**Problem statement:** Your reply should reproduce all the data below exactly while excluding the pictures.
_ _ _ _ _ _ _
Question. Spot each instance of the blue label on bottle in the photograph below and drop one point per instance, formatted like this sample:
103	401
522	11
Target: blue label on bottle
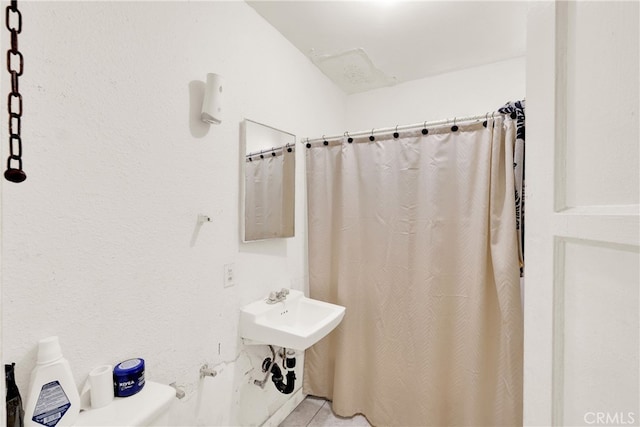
52	404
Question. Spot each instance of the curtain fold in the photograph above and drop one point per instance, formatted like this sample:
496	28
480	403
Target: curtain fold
269	196
416	237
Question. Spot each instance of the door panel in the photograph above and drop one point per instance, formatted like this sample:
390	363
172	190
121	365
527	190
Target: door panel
582	272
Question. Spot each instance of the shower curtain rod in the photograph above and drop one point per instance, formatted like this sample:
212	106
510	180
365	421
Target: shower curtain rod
289	147
424	125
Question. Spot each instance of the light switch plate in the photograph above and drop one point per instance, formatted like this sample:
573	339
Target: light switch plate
229	275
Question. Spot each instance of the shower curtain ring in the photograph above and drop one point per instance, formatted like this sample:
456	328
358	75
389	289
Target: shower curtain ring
349	139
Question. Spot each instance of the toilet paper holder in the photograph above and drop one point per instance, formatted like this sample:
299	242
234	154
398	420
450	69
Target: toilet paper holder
206	371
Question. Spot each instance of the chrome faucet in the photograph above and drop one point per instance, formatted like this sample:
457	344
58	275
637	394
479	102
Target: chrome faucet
278	296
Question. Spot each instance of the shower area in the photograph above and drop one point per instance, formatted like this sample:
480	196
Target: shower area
416	230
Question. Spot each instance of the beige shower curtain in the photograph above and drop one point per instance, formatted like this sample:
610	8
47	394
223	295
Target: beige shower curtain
269	196
416	237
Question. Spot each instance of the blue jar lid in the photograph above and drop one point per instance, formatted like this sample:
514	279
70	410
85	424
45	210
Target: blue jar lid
129	367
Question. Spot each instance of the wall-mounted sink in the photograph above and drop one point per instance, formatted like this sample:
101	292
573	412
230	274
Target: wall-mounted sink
296	322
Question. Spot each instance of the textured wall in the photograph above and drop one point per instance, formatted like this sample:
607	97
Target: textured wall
100	244
461	93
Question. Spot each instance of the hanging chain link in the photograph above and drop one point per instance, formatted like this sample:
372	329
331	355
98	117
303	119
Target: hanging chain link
15	66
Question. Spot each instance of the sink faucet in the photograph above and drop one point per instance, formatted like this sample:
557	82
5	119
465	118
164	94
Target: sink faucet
278	296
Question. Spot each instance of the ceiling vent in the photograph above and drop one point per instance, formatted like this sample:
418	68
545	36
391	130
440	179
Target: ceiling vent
352	70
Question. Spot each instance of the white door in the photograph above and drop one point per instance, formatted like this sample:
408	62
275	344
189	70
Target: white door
582	270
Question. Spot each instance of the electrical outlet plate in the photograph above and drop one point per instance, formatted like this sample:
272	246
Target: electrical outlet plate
229	275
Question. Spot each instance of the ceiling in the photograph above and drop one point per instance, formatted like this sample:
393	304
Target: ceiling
364	45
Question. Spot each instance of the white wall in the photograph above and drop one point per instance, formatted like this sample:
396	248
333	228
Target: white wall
100	244
461	93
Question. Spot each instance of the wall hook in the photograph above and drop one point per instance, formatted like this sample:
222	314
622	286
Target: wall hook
203	218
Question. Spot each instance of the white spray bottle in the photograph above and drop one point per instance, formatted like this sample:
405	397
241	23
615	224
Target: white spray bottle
53	399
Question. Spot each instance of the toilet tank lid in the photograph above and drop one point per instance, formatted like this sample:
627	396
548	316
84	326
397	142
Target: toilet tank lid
138	410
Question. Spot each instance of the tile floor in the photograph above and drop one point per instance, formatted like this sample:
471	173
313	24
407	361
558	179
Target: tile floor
316	412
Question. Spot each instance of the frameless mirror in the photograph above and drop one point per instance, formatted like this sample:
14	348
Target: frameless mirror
269	182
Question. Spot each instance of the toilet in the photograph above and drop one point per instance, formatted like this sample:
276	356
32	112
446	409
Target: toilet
149	407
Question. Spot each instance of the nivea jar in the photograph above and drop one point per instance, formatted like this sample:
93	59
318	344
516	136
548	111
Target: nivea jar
128	377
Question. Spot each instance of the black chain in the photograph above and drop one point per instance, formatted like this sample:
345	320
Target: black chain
14	100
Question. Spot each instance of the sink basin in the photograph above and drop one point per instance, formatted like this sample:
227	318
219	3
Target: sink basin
296	322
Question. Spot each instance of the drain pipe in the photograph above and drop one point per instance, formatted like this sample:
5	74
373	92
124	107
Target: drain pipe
270	367
268	362
278	380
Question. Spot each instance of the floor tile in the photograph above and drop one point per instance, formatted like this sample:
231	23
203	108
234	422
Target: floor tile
304	412
326	418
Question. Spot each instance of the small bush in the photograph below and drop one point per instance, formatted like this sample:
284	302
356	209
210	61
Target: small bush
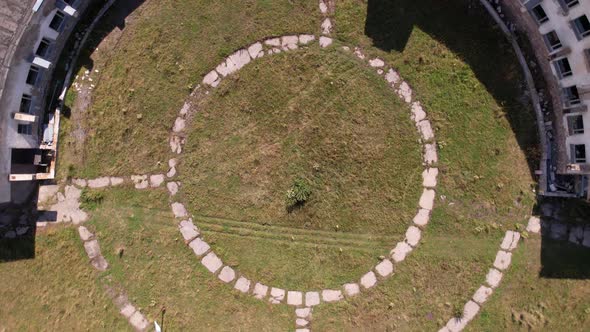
298	194
91	199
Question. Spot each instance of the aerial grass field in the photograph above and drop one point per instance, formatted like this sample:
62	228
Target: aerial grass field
150	261
322	120
57	289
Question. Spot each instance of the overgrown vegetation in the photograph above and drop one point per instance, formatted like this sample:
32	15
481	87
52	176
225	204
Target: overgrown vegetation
298	194
90	199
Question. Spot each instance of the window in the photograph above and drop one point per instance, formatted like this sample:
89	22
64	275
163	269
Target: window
57	21
562	67
33	75
575	124
25	104
25	129
552	41
566	4
577	153
43	47
571	96
581	26
539	14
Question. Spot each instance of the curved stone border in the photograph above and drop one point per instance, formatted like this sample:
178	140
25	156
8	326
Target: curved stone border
126	309
383	269
493	279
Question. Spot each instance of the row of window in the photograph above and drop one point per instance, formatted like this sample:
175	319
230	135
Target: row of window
42	51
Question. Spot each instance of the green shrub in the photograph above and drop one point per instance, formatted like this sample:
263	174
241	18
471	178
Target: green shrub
91	199
298	194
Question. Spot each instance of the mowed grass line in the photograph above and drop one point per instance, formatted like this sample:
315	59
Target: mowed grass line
58	289
528	301
319	115
150	261
165	49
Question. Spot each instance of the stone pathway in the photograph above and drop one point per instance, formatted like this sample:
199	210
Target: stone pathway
302	300
305	300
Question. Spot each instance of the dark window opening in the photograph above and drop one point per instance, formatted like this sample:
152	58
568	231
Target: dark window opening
581	26
33	75
571	95
575	124
562	66
578	153
57	21
43	47
539	14
25	129
25	104
552	41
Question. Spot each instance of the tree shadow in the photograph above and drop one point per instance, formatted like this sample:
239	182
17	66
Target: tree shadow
465	28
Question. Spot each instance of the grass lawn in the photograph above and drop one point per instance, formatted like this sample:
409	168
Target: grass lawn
57	290
164	50
528	301
317	115
157	269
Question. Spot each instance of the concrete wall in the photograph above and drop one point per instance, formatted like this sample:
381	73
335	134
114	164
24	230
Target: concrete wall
574	50
36	27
_ _ _ _ _ _ _
**Task solution:**
Question. Spot each instance of the blue label on bottle in the photograph below and drop one point per instance, formatted like this sample:
103	401
522	11
Target: blue label on bottle
52	404
Question. Spot each instance of the curtain fold in the photograph above and drop one point per instance, formatted like this sample:
496	28
480	403
Target: curtain fold
269	196
416	237
Question. Spot each instance of the door panel in the photograph above and drop one point per instance, formatted like this sample:
390	363
172	190
121	365
527	190
Target: door panel
582	272
Question. Spot each instance of the shower curtain rod in the photograph above and drop one point per instance, formatted like this sample:
212	106
510	180
365	421
Target: shower curtain rod
289	147
424	125
Question. Spot each instance of the light switch plate in the photograph above and drop one point per instance, formatted like this sample:
573	339
Target: light switch plate
229	275
Question. Spot each instance of the shower curtain ring in the photograph above and drop one point per instance, formatted like this sample:
456	328
358	75
389	289
Target: shower curtain ring
349	139
Question. Spot each instance of the toilet paper holder in the photograph above and drop one point per instance, formatted like this sample:
299	242
234	154
398	420
450	69
Target: toilet paper holder
206	371
Question. Spot each instance of the chrome faucet in the photograph above and drop one point per instance, formatted like this sample:
457	344
58	275
637	394
479	102
Target: chrome faucet
278	296
Question. Spot each instance of the shower area in the photograph above and drop one point per instance, formatted like this sample:
480	196
Target: shower area
416	230
Question. Spot each instance of the beige shower curtain in the photograph above and drop one point per instance, formatted like this sample:
610	8
47	394
223	295
Target: beige shower curtain
269	196
416	237
Question. Spot each instance of the blue jar lid in the photograph above and drop one point per instance, formatted like this sample:
514	279
70	410
85	424
45	210
Target: blue jar lid
129	367
Question. Spot each instance of the wall-mounted sink in the photograph above and drop one point per instance, formatted like this sample:
101	292
573	412
230	274
Target: wall-mounted sink
296	322
Question. Spot each instance of the textured wall in the photograph above and drop one point per instance, formatted like this sample:
607	97
Target: textured wall
100	244
461	93
Question. Spot each instance of the hanging chain link in the photograph above and drop one point per instance, formatted like this sample:
372	329
331	355
98	117
303	119
Target: hanging chain link
15	66
Question. Spot each instance of the sink faucet in the photograph above and drop one point per instance, formatted like this sample:
557	82
5	119
465	118
164	94
Target: sink faucet
278	296
Question. Spot each instance of the ceiling vent in the photograph above and drop one point per instance, formatted like this sample:
418	68
545	36
391	130
440	179
Target: ceiling vent
352	70
Question. Spot each instance of the white door in the photograph above and drop one point per instance, formatted like this sample:
408	62
275	344
189	70
Target: white door
582	270
Question. Spot each instance of the electrical outlet plate in the photograph above and drop one point per instance, formatted like this sample:
272	246
Target: electrical outlet plate
229	275
Question. Spot each instance of the ceiling in the photograph above and drop one point per instance, formatted like this sample:
393	304
Target: ceiling
364	45
Question. Spot each instance of the white wall in the photograph above and drop one point per instance, formatted like this sample:
396	248
333	228
Target: white wall
100	244
461	93
Question. Spot each instance of the wall hook in the photograph above and drop one point per instance, formatted like this sample:
222	314
622	286
Target: wall hook
203	218
Question. Spot each instance of the white spray bottle in the photograph above and drop one point per instance, formatted like this sample:
405	397
241	23
615	224
Target: white spray bottle
53	399
Question. Spot each instance of the toilet tank lid in the photograph above and drop one point per instance, formatted like this sample:
627	396
548	316
84	326
397	142
Target: toilet tank lid
138	410
Question. Spot each instance of the tile floor in the photograph above and drop one point per instance, formatted like this sample:
471	173
313	24
407	361
558	179
Target: tile floor
316	412
Question. Spot each instance of the frameless mirror in the photograph above and drop one point per instance, formatted like this sample:
14	348
Target: frameless mirror
269	182
Question. Spot each instance of the toilet in the photograph above and drop one point per instance, formatted like this sample:
276	356
32	112
446	409
Target: toilet
149	407
Question. Spot each instance of the nivea jar in the photograph above and drop one point per instance, formatted like this sample:
93	59
318	344
516	136
548	111
Target: nivea jar
128	377
Question. Spot each instance of the black chain in the photograph above and drop one point per instance, formatted like this sample:
345	320
Target: black chain
14	100
Question. Spot each instance of the sink basin in the photograph above and drop one point per instance, formatted like this sample:
227	318
219	3
Target: sink basin
296	322
Question. Spot each instance of the drain pipe in the photograph above and drop one point per instance, formatted like this sample:
5	74
373	92
124	107
Target: drain pipe
270	367
268	362
278	380
Question. Spot each instance of the floor tile in the photograph above and drop one point per instance, formatted like this sample:
231	23
203	108
234	422
Target: floor tile
304	412
326	418
Question. Spot each instance of the small bush in the photograph below and drop one point per instance, formatted like this sample:
284	302
356	209
210	61
Target: small bush
298	194
91	199
Question. Spot each instance of the aerial grass field in the photograph above and drop one point per instance, formatted like this sample:
62	228
Target: aerial grass field
150	261
322	120
57	289
Question. Spot each instance of the overgrown vegetation in the photograph above and drop one point per instance, formatted like this sample:
32	15
481	87
52	176
225	204
Target: overgrown vegetation
298	194
90	199
Question. Spot each instance of the window in the photograph above and drop one point per instance, formatted like this sample:
89	22
64	275
163	269
Target: window
57	21
562	67
33	75
575	124
25	104
25	129
552	41
566	4
577	153
43	47
571	96
581	26
539	14
Question. Spot each instance of the curved stone border in the photograph above and drop one point per instance, formatted like this sample:
178	140
25	156
8	326
Target: curved stone border
126	309
383	269
493	279
Question. Spot each instance of the row of window in the photograph above and drop one point per instance, formatted like this sample:
175	319
230	135
Target: row of window
42	51
Question. Spot each instance of the green shrub in the photograph above and drop one point per instance, formatted like this sample:
263	174
241	18
471	178
Target: green shrub
91	199
298	194
Question. Spot each instance of the mowed grass line in the photograph above and drop one point per instance, formatted like this sample:
315	59
Target: mowed grass line
58	289
528	301
319	115
150	261
165	49
Question. Spot each instance of the stone pathway in the photograph above and drop one point per instance, formatted like this sample:
199	210
Target: stone pathway
302	300
305	300
Question. Spot each instance of the dark window opening in the photograph above and drop one point per instance, formatted like this sample:
152	58
568	231
Target: dark window opening
581	26
33	75
571	95
575	124
562	66
578	153
57	21
43	47
539	14
25	129
25	104
552	41
Question. Spot each instance of the tree shadow in the photograph above and drop one point per instance, formatted like this sample:
239	182
17	66
Target: tree shadow
465	28
Question. Spot each instance of the grass lawn in the photograph above and drop one point per instance, formatted like this sample:
409	168
Target: grass lawn
57	290
164	50
528	301
317	115
157	269
Question. Spot each instance of the concrete wall in the photograph above and drop one point per instance, formatted like this sample:
381	73
335	134
114	164
24	230
Target: concrete wall
574	50
36	27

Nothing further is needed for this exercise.